TASK BRIEF
Among the records that follow, find each line holding the word "glass" and copy it.

[Excerpts from a dataset]

>>>>

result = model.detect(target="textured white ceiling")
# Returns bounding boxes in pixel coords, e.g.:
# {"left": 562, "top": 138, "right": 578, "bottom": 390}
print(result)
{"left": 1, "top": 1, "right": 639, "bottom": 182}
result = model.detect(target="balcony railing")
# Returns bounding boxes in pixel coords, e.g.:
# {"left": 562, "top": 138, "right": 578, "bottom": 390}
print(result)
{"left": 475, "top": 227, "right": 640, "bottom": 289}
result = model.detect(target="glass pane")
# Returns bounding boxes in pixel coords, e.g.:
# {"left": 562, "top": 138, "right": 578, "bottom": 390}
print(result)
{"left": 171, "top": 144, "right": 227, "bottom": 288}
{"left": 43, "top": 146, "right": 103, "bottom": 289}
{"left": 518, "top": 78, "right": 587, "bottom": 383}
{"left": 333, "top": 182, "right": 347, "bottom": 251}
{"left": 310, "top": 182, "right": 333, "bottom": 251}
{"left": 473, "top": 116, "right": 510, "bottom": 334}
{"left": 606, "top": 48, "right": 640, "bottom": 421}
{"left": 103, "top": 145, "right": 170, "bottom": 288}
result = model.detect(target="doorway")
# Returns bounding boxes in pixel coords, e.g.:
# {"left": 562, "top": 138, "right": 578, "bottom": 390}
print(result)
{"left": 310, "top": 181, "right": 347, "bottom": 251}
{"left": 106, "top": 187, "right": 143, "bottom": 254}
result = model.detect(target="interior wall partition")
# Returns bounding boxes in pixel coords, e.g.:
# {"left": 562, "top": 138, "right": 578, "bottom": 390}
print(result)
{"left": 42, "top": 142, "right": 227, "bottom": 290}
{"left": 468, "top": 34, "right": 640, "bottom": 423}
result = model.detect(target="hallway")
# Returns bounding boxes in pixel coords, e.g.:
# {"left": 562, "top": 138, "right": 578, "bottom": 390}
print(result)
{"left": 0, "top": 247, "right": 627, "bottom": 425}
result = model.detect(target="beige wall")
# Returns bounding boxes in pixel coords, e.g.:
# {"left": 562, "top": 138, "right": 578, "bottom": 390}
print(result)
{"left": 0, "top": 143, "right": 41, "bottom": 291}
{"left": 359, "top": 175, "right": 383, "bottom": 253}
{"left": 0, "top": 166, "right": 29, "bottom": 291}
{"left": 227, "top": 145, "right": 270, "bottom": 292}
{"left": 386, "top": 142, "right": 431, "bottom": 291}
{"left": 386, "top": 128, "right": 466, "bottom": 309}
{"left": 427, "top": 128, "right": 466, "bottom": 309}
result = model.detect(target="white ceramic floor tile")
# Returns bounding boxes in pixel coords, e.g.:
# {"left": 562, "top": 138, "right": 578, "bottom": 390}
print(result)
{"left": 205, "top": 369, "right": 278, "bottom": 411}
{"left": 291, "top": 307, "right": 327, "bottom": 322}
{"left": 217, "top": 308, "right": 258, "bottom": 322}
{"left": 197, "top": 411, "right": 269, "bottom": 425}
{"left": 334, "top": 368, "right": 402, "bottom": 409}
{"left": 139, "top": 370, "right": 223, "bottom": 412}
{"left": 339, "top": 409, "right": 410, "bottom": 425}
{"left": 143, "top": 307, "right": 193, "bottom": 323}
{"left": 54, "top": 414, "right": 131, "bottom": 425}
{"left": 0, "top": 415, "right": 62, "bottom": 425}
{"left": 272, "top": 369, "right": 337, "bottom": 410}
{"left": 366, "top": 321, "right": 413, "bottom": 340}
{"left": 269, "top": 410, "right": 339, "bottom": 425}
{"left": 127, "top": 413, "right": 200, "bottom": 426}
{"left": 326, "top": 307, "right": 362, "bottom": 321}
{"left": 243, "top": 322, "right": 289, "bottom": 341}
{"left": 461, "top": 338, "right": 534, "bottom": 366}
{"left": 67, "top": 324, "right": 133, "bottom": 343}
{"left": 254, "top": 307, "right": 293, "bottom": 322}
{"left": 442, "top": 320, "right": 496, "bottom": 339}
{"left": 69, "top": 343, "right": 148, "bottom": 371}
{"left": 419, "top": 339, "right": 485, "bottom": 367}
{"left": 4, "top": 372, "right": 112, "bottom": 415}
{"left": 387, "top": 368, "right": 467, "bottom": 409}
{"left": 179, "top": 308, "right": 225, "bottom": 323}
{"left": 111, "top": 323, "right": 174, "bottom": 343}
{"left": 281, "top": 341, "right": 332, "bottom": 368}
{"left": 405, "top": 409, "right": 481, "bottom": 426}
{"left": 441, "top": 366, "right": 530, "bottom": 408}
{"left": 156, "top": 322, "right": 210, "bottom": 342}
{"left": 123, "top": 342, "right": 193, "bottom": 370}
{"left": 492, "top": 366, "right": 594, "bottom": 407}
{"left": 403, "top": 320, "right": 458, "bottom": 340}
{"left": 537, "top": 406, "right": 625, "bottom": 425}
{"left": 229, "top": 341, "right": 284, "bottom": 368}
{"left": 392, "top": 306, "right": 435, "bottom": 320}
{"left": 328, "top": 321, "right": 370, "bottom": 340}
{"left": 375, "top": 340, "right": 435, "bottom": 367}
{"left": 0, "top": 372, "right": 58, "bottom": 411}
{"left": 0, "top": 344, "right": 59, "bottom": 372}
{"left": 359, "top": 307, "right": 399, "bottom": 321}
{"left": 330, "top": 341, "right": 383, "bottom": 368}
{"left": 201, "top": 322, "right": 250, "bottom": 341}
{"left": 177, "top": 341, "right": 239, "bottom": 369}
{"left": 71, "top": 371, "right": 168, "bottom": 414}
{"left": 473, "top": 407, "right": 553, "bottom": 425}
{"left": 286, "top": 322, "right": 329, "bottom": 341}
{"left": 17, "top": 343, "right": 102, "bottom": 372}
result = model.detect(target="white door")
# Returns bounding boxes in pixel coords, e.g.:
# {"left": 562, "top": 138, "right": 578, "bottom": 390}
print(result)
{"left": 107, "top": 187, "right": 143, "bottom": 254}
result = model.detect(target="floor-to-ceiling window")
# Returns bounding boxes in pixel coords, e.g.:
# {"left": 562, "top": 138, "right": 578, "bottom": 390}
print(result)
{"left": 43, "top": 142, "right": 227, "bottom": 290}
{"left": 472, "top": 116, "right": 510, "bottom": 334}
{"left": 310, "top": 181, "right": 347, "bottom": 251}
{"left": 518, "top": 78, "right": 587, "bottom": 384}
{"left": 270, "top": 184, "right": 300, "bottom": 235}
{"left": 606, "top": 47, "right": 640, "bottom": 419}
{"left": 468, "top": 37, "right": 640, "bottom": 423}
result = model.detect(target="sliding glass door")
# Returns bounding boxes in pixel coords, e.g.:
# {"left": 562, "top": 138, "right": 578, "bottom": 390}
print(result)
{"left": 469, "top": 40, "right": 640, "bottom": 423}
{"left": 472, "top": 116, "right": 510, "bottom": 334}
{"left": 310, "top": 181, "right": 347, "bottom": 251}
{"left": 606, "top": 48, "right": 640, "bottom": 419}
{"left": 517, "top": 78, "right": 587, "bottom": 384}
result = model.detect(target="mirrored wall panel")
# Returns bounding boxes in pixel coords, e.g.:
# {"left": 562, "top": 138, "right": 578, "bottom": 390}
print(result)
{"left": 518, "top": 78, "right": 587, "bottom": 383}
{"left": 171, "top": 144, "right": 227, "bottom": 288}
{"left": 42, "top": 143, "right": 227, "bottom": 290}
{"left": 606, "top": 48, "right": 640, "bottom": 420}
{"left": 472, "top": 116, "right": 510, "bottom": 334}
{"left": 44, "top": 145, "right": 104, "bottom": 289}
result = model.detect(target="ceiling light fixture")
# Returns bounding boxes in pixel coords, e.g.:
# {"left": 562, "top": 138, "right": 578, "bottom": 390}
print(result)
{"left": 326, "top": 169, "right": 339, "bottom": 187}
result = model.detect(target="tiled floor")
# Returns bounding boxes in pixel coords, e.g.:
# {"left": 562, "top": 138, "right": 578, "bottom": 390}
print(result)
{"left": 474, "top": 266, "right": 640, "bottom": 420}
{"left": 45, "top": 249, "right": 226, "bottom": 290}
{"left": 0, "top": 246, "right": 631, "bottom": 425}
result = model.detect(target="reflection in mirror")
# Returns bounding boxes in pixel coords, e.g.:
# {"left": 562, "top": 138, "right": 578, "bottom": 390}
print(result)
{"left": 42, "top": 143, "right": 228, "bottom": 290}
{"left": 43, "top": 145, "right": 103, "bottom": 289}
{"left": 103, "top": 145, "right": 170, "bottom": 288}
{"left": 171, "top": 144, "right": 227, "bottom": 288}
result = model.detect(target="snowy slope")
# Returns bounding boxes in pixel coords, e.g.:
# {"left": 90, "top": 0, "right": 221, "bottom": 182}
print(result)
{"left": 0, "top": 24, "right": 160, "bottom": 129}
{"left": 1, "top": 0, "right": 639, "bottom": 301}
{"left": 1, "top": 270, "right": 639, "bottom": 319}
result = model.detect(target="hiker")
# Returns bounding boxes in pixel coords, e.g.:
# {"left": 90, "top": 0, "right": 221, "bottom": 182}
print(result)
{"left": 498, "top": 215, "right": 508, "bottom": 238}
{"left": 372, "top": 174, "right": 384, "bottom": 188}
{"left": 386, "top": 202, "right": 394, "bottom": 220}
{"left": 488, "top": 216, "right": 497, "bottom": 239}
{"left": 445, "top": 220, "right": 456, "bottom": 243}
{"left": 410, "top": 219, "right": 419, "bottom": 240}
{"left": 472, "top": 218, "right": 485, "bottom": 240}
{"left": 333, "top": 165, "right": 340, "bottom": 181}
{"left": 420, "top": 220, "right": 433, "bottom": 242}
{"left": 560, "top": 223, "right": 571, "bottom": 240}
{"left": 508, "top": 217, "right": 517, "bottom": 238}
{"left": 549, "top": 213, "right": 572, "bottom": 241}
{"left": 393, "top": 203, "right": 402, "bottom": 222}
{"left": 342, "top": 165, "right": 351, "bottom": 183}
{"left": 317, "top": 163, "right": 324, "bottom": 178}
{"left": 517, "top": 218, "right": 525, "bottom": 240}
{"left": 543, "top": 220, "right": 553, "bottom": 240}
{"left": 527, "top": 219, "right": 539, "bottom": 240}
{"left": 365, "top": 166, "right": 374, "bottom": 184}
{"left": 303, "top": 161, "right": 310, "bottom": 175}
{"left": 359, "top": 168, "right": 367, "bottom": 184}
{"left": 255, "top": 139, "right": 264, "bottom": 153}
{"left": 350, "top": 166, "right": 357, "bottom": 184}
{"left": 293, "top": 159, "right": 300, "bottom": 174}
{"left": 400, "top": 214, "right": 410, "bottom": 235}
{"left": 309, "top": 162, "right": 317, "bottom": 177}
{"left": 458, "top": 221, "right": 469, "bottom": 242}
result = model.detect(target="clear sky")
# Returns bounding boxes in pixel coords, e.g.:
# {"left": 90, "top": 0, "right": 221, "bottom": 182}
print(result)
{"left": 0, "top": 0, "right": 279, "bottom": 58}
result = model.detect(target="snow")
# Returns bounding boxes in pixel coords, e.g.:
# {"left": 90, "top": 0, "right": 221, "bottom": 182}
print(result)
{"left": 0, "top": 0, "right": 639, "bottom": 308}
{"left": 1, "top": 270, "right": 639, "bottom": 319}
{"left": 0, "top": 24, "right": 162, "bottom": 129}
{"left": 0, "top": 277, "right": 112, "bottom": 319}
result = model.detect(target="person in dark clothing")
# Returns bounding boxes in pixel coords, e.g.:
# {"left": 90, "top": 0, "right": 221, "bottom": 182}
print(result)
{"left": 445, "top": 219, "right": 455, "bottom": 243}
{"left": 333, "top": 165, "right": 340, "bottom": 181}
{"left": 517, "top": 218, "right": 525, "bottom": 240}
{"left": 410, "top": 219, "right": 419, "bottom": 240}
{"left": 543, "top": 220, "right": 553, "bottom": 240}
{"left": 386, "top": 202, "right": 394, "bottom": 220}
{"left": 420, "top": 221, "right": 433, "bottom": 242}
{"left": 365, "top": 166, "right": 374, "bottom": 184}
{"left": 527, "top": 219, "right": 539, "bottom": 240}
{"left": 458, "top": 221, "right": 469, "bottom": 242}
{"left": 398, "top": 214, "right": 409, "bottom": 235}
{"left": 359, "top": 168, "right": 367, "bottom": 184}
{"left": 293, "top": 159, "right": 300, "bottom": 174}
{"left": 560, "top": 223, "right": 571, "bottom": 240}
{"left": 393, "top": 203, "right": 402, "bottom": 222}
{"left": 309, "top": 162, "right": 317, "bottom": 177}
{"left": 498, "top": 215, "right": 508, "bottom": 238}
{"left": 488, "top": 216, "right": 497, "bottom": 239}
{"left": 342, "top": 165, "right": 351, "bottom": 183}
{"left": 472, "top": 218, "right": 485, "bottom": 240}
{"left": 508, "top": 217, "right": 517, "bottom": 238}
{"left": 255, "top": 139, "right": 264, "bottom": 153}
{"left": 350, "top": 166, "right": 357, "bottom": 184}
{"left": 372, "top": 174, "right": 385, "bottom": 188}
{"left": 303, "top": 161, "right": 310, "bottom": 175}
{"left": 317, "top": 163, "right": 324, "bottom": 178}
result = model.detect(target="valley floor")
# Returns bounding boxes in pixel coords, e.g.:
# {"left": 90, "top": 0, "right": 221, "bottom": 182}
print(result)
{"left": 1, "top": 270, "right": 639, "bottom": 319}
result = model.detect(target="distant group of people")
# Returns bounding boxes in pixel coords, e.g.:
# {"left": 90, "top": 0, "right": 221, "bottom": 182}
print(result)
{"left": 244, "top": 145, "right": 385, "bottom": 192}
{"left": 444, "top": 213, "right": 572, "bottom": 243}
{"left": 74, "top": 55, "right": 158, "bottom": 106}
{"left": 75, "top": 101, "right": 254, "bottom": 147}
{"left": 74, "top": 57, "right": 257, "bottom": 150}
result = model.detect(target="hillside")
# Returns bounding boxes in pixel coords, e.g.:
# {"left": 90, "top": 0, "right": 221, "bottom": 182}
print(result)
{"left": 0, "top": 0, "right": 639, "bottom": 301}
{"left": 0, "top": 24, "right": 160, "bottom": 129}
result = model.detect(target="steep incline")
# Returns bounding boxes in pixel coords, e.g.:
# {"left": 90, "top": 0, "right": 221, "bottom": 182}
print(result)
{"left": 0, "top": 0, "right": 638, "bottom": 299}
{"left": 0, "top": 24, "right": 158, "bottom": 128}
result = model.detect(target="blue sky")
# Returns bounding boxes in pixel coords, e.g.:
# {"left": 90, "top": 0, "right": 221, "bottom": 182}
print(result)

<<<<

SOLUTION
result = model.detect(target="glass pane")
result = model.detect(target="sliding glass door")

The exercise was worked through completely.